## THE EXERCISE
Under this task are some entries; return every one of them exactly.

## GIVEN DATA
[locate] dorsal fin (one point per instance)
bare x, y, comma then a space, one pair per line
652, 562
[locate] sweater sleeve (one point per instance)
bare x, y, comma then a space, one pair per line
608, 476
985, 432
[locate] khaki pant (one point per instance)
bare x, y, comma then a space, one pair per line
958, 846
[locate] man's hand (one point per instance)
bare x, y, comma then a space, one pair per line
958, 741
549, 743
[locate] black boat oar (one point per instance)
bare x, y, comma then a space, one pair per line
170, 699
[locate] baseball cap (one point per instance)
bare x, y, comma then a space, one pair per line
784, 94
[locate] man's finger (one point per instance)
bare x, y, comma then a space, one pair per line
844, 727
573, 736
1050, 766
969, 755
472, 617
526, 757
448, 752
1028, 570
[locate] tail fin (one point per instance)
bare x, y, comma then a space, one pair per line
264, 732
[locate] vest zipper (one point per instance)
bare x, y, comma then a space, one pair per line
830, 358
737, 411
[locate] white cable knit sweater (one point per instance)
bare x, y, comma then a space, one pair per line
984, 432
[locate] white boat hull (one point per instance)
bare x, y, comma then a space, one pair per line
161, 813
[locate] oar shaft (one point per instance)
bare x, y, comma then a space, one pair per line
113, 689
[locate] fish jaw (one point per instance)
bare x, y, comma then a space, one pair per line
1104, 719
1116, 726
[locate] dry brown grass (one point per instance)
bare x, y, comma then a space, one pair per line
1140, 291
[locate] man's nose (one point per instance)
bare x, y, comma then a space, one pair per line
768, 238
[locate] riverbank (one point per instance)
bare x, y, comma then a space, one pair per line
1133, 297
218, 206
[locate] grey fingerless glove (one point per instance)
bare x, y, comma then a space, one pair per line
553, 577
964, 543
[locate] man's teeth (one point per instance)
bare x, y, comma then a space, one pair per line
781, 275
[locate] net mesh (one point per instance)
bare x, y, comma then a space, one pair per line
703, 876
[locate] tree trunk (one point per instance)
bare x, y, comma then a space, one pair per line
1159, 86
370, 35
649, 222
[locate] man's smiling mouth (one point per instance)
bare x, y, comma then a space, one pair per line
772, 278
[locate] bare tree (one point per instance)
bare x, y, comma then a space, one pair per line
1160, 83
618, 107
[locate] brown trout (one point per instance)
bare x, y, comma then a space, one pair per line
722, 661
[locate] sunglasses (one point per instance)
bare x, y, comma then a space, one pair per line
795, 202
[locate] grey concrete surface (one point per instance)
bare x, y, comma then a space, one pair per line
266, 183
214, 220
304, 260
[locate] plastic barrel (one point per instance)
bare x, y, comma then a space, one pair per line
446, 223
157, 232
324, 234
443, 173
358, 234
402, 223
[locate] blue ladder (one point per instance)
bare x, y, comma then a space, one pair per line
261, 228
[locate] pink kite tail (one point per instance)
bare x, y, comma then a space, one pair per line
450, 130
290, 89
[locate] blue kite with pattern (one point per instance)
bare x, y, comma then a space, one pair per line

## SOLUTION TO THE PROBLEM
[locate] dorsal fin (one point per instance)
bare x, y, comma then a space, one pair per line
652, 562
[locate] sweater sleeve (one point per instance)
bare x, y, comma then a space, one pair per line
608, 476
985, 432
[locate] khaki pant (one point per instance)
bare x, y, comma then a space, one pair per line
958, 846
[locate] man's hand (one point per instance)
bare x, y, comma then a space, one pair per line
958, 741
549, 743
[locate] black boat oar (one point per instance)
bare x, y, comma then a space, one pair per line
170, 699
[locate] baseball cap (one point per instance)
bare x, y, comma then a space, one pair per line
784, 94
[locate] man's finger (one point per instance)
bare x, y, comma then a space, one pair per line
844, 727
573, 736
1050, 766
969, 755
472, 617
526, 757
448, 752
1028, 570
[locate] tail fin (one point per instance)
bare x, y, comma then a space, one pair per line
264, 732
[locate] vest zipper (one point per instance)
bare x, y, comma then a space, one pair per line
830, 358
737, 411
[locate] white cable knit sweater (one point per instance)
bare x, y, comma then a space, one pair per line
984, 432
[locate] white boat hull (one point per instance)
bare x, y, comma then a space, one pair per line
161, 813
[locate] oar shaft (one point per instance)
bare x, y, comma then a space, one pair per line
113, 689
[locate] fish jaw (one point per instance)
bare x, y, comma then a space, one pair per line
1104, 719
1116, 726
[locate] dry brown grass (one point per instance)
bare x, y, comma then a space, one pair per line
1140, 291
[locate] man's nose (one point per instance)
bare x, y, comma then a space, one pair per line
768, 238
[locate] riverbank (one point per instance)
bare x, y, comma then a space, one pair per line
1133, 297
218, 206
[locate] grey fingerless glove (one point per instance)
bare x, y, comma then a space, one pair per line
553, 577
964, 543
[locate] man's teeth (one point per instance)
bare x, y, comma then a space, one pair per line
781, 275
[locate] net mesh (one point per instance)
bare x, y, comma then a space, one pair per line
703, 876
[locate] tree trunk (one point per instance)
bare x, y, comma then a space, one pair per line
1159, 86
370, 35
649, 222
[locate] man's smiling mouth (one point per instance)
bare x, y, comma then a space, one pair per line
772, 278
[locate] bare tree (one point per instance)
bare x, y, comma then a space, one pair per line
1160, 83
618, 107
[locate] brown trout (one point per instance)
bare x, y, comma then a space, one pair per line
722, 661
[locate] sunglasses (one point per instance)
bare x, y, comma then a space, one pair per line
795, 202
[locate] grey concrete surface (one point per instance)
bare x, y, comma then a space, one pair per line
266, 183
214, 220
304, 260
[locate] plastic barrel (one point per instance)
bare x, y, comma then a space, one pair per line
446, 223
157, 232
324, 234
443, 173
358, 234
402, 223
[locate] blue ladder (one point per instance)
bare x, y, comma then a space, one pair per line
261, 228
[locate] pink kite tail (one point per instance)
bare x, y, comma then a space, one pair per line
450, 130
290, 89
[locate] blue kite with pattern (one point per instance)
bare x, y, comma then a space, one pair per line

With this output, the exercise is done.